• [What needs to be done]:
Swap "agriculture scouting record" for "field survey record" everywhere it occurs in the records below and repeat the lines with nothing else altered. Leave the pictures out of your answer.

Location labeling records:
* Begin *

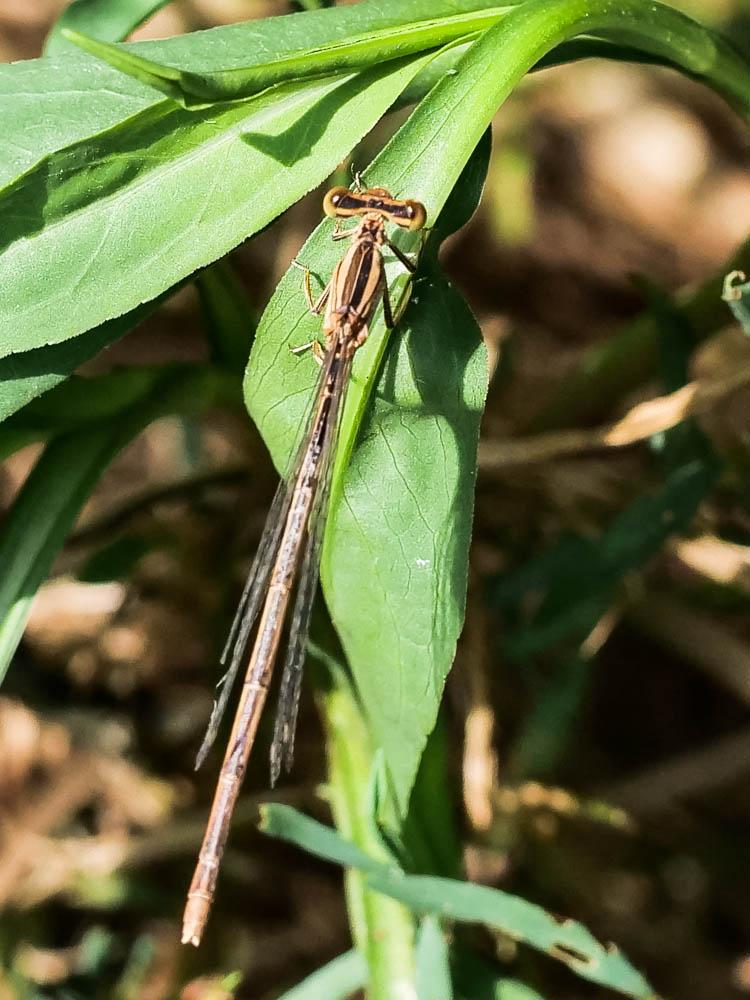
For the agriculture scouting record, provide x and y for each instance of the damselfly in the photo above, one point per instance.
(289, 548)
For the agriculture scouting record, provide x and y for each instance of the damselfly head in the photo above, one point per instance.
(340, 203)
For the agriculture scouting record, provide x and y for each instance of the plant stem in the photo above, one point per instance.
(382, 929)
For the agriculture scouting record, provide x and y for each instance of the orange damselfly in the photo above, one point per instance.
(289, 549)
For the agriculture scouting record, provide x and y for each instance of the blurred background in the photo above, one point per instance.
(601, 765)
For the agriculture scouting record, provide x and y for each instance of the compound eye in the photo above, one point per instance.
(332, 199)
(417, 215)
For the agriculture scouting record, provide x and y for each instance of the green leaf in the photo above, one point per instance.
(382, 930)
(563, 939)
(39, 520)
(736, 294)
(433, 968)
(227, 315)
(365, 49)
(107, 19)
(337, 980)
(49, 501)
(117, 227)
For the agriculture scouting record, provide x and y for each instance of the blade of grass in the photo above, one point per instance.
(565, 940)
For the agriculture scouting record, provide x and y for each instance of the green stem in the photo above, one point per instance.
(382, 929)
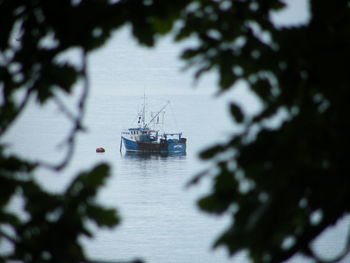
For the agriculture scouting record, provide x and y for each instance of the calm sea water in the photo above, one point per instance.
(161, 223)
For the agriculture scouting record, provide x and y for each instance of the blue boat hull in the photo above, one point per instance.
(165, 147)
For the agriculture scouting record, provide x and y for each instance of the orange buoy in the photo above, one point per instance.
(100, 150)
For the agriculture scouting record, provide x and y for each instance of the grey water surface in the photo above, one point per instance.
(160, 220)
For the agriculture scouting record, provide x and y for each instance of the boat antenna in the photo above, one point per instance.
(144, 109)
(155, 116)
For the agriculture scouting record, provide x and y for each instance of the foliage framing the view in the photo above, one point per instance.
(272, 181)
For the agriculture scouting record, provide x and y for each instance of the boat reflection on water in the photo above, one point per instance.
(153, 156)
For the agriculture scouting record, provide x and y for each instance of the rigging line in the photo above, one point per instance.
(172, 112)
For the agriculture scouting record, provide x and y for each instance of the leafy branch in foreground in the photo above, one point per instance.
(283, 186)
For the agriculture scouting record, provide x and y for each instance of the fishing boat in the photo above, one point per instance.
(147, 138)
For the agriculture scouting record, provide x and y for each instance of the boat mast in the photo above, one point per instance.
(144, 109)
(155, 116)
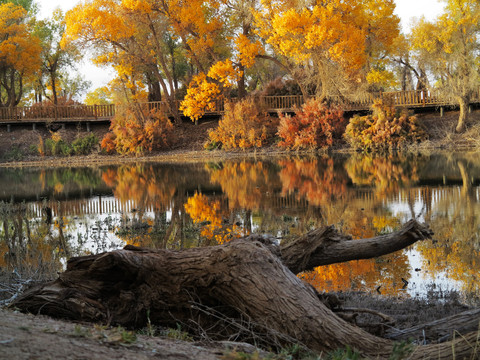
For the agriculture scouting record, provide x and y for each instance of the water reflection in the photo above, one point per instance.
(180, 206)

* End *

• [Written solution]:
For the field survey record, provide x and y for each instance of the damselfly in the photo above, one point per instance.
(289, 548)
For the field survey record, provide x and y for each instance of the damselfly head in the photo above, one point per instance.
(340, 203)
For the field survey record, provide x and y for each instance of the plant stem in the photo above, one point per instance.
(382, 929)
For the field survey record, provide x and y for each instance of the orange damselfly in the photo above, one point per instance.
(289, 549)
For the field survey record, provide x and y for each instance of the blurred background in the photo above, one point per instance.
(601, 765)
For the field survey record, provide x and y for each instance of the compound eye in the photo above, one point per instance.
(332, 199)
(417, 215)
For the field survey record, provide x and y for each instance of the green leaf in the photo above, one point per instance.
(382, 930)
(563, 939)
(39, 520)
(736, 294)
(433, 968)
(227, 315)
(365, 49)
(107, 19)
(337, 980)
(49, 501)
(117, 227)
For the field survey record, provide x and y for each instance of the blade of grass in the photo above, one point per instance.
(565, 940)
For the field survey record, provide x and y for each instance of the green stem in the photo above, one point per instance.
(382, 929)
For the field survey record, provide x and y for each instance of the calm sea water in the photo above, one point per instance.
(161, 223)
For the field survey record, provide x and y for each instance of the blue boat hull in the photo above, one point per instance.
(165, 147)
For the field survey record, provide x and y for each instance of the orange buoy in the photo above, one point per instance.
(100, 150)
For the field survey record, provide x and y for each instance of the grey water surface in the photo above, one point per instance.
(160, 220)
For the field survey record, provide x and y for each instance of the boat antenna in the photo above, one point per instance.
(144, 109)
(155, 116)
For the field survey record, provide x and y for each instance of the foliage framing the view in the photo above, one point per instance.
(272, 181)
For the field survey record, provide x and y for each instance of the boat reflection on water in the photo above, one point per instance.
(153, 156)
For the field survey record, provide x and y for each instance of the rigging line in the photo above, one point per instance.
(172, 112)
For the field survey record, provide x and y for each instance of the leafy branch in foreground in the photo above, one point per instance.
(283, 186)
For the field survey record, provide x and y for each instance of the fishing boat in the photo above, one point per instance.
(147, 138)
For the field survey record, provide x and y for each instance of the boat mast in the photo above, one point per instance.
(144, 109)
(155, 116)
For the field survey record, provide x and y for each instance of the water reflection in the photo above, one point per instance.
(180, 206)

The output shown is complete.